What you have to do:
The word "rough" marks the lines to find; copy every such line from the data below.

Available data:
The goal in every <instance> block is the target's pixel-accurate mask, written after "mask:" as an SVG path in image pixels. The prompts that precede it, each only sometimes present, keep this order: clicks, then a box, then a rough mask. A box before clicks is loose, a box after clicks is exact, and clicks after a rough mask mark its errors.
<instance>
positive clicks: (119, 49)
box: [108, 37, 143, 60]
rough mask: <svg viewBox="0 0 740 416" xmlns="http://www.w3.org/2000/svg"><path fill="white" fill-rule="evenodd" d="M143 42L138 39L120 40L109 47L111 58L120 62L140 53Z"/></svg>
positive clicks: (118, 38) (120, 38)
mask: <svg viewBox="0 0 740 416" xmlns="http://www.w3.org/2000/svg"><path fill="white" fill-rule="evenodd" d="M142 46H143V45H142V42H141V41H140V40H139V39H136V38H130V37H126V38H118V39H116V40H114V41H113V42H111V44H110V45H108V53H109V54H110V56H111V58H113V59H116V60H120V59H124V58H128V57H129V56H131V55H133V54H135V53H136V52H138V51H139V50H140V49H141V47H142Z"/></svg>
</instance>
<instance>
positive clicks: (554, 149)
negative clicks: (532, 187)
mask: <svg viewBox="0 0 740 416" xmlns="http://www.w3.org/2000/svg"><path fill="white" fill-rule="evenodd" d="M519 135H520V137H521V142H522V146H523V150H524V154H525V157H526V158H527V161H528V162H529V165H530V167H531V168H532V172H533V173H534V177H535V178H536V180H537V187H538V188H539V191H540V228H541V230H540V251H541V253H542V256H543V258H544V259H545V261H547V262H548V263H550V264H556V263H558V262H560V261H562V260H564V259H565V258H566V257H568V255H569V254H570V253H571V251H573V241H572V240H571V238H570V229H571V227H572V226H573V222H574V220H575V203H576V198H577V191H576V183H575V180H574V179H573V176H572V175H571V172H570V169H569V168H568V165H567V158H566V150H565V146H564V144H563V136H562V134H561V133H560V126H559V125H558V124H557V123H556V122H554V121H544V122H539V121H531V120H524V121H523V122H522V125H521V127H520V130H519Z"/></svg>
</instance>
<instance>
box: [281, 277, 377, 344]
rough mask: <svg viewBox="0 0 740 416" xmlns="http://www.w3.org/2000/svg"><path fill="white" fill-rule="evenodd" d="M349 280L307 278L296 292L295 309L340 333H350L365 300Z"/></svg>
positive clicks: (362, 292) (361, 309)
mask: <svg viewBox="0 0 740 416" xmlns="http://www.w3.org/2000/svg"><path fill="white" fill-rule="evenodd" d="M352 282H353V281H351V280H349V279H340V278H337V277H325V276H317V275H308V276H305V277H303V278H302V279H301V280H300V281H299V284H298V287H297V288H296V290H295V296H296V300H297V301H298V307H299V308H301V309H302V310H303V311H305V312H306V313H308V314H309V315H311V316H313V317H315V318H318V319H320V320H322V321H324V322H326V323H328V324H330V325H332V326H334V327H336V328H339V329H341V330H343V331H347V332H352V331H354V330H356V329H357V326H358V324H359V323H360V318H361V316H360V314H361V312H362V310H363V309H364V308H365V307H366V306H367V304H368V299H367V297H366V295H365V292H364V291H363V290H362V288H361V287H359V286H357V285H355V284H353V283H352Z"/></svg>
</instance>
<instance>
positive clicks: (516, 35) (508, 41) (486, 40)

Answer box:
The goal in every <instance> block is the target's pixel-accurate mask, written after "mask:" as an SVG path in image pixels. The prompts that precede it, each only sometimes present, keep this order: clicks, then a box, then a rough mask. A box before clicks is loose, a box after clicks is exact, and clicks after a rough mask mark its errors.
rough mask: <svg viewBox="0 0 740 416" xmlns="http://www.w3.org/2000/svg"><path fill="white" fill-rule="evenodd" d="M143 42L138 39L120 40L109 47L111 58L120 62L140 53Z"/></svg>
rough mask: <svg viewBox="0 0 740 416" xmlns="http://www.w3.org/2000/svg"><path fill="white" fill-rule="evenodd" d="M349 280L307 278L296 292L295 309L340 333H350L365 300Z"/></svg>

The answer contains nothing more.